-- Provided passage --
Now, instead of using the first available space, we keep track of every space the word can fit and choose one at random.

This works fine, but we can be a little more space-efficient than creating million-element vectors every time a word is placed. The Stormtrooper mask used throughout this post has a resolution of 1190x1028. Placing an example word with a bounding rectangle of 600x200 leaves 1,103,320 positions to consider. In order to keep track of every position this word can fit so we can choose one at random, we would need a vector with over a million (x, y) elements.


Note: This next implementation was mostly for curiosity and the fun of learning a new algorithm. On modern hardware, creating a vector with millions of elements isn't actually much of a problem, especially when each element is just a tuple of u32s. I've tested the vector approach and the performance difference between it and the current implementation in wcloud isn't as dramatic as you might think. Could this be a case of premature optimization? Maybe No.


The Python word_cloud project solves this by running the space-finding algorithm twice. The first run counts how many available spaces there are, while the second stops at a random number between 0 and available_spaces.

# count how many possible locations
for i in xrange(x - size_x):
    for j in xrange(y - size_y):
        area = integral_image[i, j] + integral_image[i + size_x, j + size_y]
        area -= integral_image[i + size_x, j] + integral_image[i, j + size_y]
        if not area:
            hits += 1
if not hits:
    # no room left
    return None
# pick a location at random
cdef int goal = random_state.randint(0, hits)
hits = 0
for i in xrange(x - size_x):
    for j in xrange(y - size_y):
        area = integral_image[i, j] + integral_image[i + size_x, j + size_y]
        area -= integral_image[i + size_x, j] + integral_image[i, j + size_y]
        if not area:
            hits += 1
            if hits == goal:
                return i, j

Original code


Don't recognize this syntax as Python? It's actually Cython. Basically Python compiled to C to speed it up.


This avoids the problem of storing millions of points, but creates another by having to run the algorithm twice for each word.

Some further research led me to reservoir sampling algorithms. This category of algorithm is used to produce a uniform sample of a stream of elements without knowing how many elements exist beforehand.

// ...

Object position labeling material:
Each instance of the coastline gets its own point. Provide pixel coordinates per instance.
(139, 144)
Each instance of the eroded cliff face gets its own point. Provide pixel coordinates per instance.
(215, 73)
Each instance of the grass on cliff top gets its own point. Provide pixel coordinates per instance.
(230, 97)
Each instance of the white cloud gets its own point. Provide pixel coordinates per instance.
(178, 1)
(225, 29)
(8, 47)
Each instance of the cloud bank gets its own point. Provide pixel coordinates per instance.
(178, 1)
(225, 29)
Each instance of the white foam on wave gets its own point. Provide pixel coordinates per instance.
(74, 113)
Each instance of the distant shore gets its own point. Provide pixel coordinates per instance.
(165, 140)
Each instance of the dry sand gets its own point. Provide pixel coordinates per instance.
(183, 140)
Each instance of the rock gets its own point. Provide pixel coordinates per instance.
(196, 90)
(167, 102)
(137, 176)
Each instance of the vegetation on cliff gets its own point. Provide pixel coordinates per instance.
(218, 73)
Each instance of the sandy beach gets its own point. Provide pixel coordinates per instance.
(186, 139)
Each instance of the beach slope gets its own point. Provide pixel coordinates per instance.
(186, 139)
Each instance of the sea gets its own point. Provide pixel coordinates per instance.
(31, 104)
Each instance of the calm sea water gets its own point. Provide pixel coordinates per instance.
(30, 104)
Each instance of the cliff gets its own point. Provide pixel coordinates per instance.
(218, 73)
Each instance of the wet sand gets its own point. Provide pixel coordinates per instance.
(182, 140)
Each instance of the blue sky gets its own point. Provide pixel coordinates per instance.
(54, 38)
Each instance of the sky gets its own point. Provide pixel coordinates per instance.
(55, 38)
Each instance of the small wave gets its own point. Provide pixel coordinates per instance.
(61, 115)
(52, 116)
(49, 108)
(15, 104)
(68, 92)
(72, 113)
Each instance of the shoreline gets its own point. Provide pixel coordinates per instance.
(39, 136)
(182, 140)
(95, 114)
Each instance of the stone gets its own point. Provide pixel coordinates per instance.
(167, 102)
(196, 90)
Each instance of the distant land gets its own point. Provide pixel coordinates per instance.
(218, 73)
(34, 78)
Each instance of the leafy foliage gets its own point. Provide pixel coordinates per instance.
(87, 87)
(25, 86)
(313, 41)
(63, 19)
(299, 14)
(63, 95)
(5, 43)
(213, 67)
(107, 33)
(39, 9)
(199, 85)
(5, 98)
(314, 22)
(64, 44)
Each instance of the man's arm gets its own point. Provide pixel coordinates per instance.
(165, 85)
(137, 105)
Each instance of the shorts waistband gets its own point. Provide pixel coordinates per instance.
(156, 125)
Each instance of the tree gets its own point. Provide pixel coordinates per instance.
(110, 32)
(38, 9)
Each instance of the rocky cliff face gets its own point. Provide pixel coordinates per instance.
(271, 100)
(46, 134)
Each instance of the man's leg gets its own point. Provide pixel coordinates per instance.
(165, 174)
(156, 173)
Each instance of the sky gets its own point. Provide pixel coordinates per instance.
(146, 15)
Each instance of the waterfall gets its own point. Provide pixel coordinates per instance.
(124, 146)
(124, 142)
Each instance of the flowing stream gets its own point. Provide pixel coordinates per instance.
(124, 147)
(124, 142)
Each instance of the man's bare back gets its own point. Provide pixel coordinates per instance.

-- List of tasks --
- A) Reproduce the word-cloud passage verbatim from "# count how" up to and including "goal = random_state.randint(0, hits)".
- B) Render this sentence from the word-cloud passage in Spanish: "This avoids the problem of storing millions of points, but creates another by having to run the algorithm twice for each word."
- C) Write the next part of the word-cloud passage, picking up after its final sentence.
This material has no connection to the word-cloud passage.

-- Set of answers --
- A)
# count how many possible locations
for i in xrange(x - size_x):
    for j in xrange(y - size_y):
        area = integral_image[i, j] + integral_image[i + size_x, j + size_y]
        area -= integral_image[i + size_x, j] + integral_image[i, j + size_y]
        if not area:
            hits += 1
if not hits:
    # no room left
    return None
# pick a location at random
cdef int goal = random_state.randint(0, hits)

- B) Esto evita el problema de almacenar millones de puntos, pero crea otro al tener que ejecutar el algoritmo dos veces por cada palabra.

- C)
let mut available_points = 0;
let mut random_point = None;

for y in 0..max_y {
    for x in 0..max_x {
        if region_is_empty(table, x, y, rect_width, rect_height) {
            let random_num = rng.generate_range(0..=available_points);

            if random_num == available_points {
                random_point = Some(Point { x: x as u32, y });
            }

            available_points += 1;
        }
    }
}

random_point

The algorithm works by keeping track of how many available points we've seen so far and using that as the probability of selecting the point in the current iteration.

For example, starting from the first available word the probability of selecting it is 1 / 1. The second point has a probability of 1 / 2, and so on. This guarantees that the sample is uniform.

So then, the performance question has gone from creating a vector with millions of elements each search, to running the algorithm twice, and finally to...?

How fast is an RNG?

The relevant part of this algorithm performance-wise is the fact that it has to generate a random number each time we find a space so that it can be considered as our chosen point. Can it really be faster?

On a Windows 10 laptop with a Ryzen 7 5700U processor, the nanorand crate that wcloud uses for random numbers can generate a million of them in about 4 milliseconds. The Stormtrooper wordcloud ends up needing 718,762 random numbers to be generated. The time it takes to find a spot for a word as well as running the SAT algorithm at the end of each placement dwarfs generating the random numbers, so I'm happy with the performance.

The result

The words are now randomly placed.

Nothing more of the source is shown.